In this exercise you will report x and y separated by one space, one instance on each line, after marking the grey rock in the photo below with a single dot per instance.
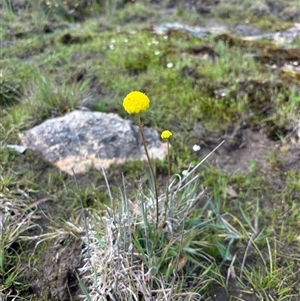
82 139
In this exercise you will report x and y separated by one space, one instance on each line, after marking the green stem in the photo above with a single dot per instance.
150 165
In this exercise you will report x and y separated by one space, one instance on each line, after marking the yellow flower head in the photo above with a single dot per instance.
136 102
166 134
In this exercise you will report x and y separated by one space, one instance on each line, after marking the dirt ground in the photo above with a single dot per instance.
54 276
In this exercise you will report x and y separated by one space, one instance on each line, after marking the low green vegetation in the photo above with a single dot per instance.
229 226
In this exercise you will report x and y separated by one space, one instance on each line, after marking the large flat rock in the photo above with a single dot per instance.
82 139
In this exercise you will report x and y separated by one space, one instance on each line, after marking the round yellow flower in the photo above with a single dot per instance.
136 102
166 134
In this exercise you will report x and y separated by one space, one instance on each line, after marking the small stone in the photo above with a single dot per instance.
82 139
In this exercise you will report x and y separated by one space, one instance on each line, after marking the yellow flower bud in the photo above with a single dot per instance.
166 134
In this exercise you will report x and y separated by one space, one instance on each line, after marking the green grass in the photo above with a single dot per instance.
243 224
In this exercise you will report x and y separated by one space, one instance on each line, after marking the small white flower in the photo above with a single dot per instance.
185 172
196 147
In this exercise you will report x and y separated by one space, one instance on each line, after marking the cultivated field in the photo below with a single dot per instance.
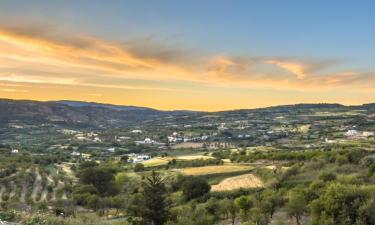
206 170
188 145
158 161
237 182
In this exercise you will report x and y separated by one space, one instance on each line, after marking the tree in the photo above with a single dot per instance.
139 167
156 205
194 187
296 205
244 203
270 201
102 179
345 204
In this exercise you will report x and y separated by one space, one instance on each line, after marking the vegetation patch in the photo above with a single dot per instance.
237 182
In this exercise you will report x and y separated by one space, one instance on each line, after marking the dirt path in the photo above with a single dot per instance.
2 191
37 186
59 185
45 191
13 190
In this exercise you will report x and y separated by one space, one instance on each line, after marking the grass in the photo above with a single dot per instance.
207 170
158 161
233 183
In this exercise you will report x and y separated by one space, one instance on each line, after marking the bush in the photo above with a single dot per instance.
195 187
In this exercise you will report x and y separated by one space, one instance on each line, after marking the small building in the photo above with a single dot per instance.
351 133
367 134
112 149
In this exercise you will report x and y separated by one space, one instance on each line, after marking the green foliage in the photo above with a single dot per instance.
156 205
195 187
138 167
344 204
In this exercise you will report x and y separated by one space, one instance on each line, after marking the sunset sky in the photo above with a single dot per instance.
199 55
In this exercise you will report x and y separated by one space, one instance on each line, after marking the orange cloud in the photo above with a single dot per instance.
38 55
297 69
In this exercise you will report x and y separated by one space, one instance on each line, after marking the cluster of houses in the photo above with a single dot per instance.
138 158
357 134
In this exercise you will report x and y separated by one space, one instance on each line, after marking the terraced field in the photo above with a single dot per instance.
32 185
207 170
237 182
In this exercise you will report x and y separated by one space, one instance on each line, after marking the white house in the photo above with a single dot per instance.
351 133
136 131
368 134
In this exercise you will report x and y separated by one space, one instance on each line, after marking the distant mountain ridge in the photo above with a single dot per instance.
93 114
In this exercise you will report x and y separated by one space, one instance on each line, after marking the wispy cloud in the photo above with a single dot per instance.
38 54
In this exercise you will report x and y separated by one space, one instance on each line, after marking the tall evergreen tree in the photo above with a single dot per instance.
156 205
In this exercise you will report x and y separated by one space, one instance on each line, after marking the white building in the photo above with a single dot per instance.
368 134
136 131
351 133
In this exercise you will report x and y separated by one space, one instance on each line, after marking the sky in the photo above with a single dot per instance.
197 55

• **Required task**: Without the pictures, print the whole listing exactly as given.

• **Solution**:
In this exercise you will report x and y separated by one space, one instance on each line, after marking the grey rock in the photo below with a single dot per instance.
82 139
In this exercise you will report x and y separated by one space, one instance on each line, after marking the green stem in the photo above with a single dot per instance.
150 165
In this exercise you will report x and y separated by one space, one instance on each line, after marking the yellow flower head in the photo above with a single dot per instance.
136 102
166 134
In this exercise you will report x and y separated by one space, one instance on each line, after marking the dirt ground in the photo above with a single dot per instance.
54 276
In this exercise you will report x and y separated by one space, one instance on each line, after marking the low green vegetation in the photo above with a single dot per instance.
229 226
In this exercise you will report x and y separated by one space, one instance on each line, after marking the large flat rock in the photo above with a single dot per instance.
82 139
In this exercise you will report x and y separated by one space, one instance on each line, after marking the round yellow flower in the photo above with a single dot per instance.
136 102
166 134
In this exercise you will report x and y separated by one space, one instance on each line, after marking the small stone in the photo above with a single dot per instance.
82 139
In this exercise you will report x and y separated by one space, one instance on each line, after marking the yellow flower bud in the photo above with a single dot per instance.
166 134
In this exercise you will report x and y separated by one space, one instance on each line, after marking the green grass in the photo above with a single dot per instance.
243 224
In this exercise you will report x and y separated by one space, one instance on each line, after marking the small white flower in the photo above with a single dot per instance.
185 172
196 147
In this exercise you will report x and y separated by one space, one instance on each line, after marking the cultivated field in the photo below with a single dot per instance.
206 170
188 145
158 161
237 182
In this exercise you will report x and y separated by one space, one instance on each line, after marking the tree in the photo above with a single dot per instance.
139 167
156 205
194 187
296 205
244 203
270 201
102 179
345 204
In this exercise you will report x and y separated by one space, one instance on each line, after marking the vegetation patch in the photo above with a single dot per instance.
237 182
In this exercise you will report x and y separated by one space, one instance on each line, after marking the dirt path in the photo above with a single dot per instance.
2 191
37 186
59 185
45 191
13 190
In this exercise you will report x and y separated by one space, one instance on each line, after marking the grass in the photo above with a single dot per instance.
207 170
158 161
233 183
In this exercise you will report x and y separated by one space, one instance on each line, after marking the bush in the photo above with a single dot per instance.
195 187
In this exercise you will report x and y separated by one space, one instance on each line, after marking the small building in the photo above with a single dot per instance.
351 133
367 134
112 149
In this exercise you will report x and y separated by one space, one instance on each line, after marking the green foliage in the photo above with a single dot per instance.
156 205
195 187
138 167
344 204
In this exercise you will report x and y separated by one space, one instance on each line, after marking the sunset sky in the photo above with a single dot per instance.
199 55
In this exercise you will report x and y separated by one space, one instance on each line, after marking the orange cloud in the photo above with a single dot per instance.
38 55
297 69
In this exercise you will report x and y separated by one space, one instance on each line, after marking the cluster of houses in the photo above with a single dot per instance.
138 158
357 134
In this exercise you will report x and y separated by one space, one instance on each line, after marking the terraced field in the photo above with a single dot per instance.
32 185
207 170
237 182
In this exercise you will report x and y separated by one space, one instance on each line, after marking the white house in the photo above with a single dot per instance.
351 133
136 131
368 134
In this exercise you will report x and y separated by one space, one instance on each line, after marking the distant mountain ridge in the photo above with a single dot per instance.
93 114
In this exercise you will report x and y separated by one space, one instance on each line, after marking the wispy cloud in the photo above with a single dot per instance.
38 54
In this exercise you will report x and y separated by one space, one instance on each line, after marking the tall evergreen tree in the photo above with a single dot per instance.
156 205
In this exercise you will report x and y separated by one space, one instance on each line, after marking the white building in the photo above with a single dot per instance.
368 134
136 131
351 133
In this exercise you will report x and y separated by one space, one instance on each line, after marking the sky in the photo above with a single dot per instance.
197 55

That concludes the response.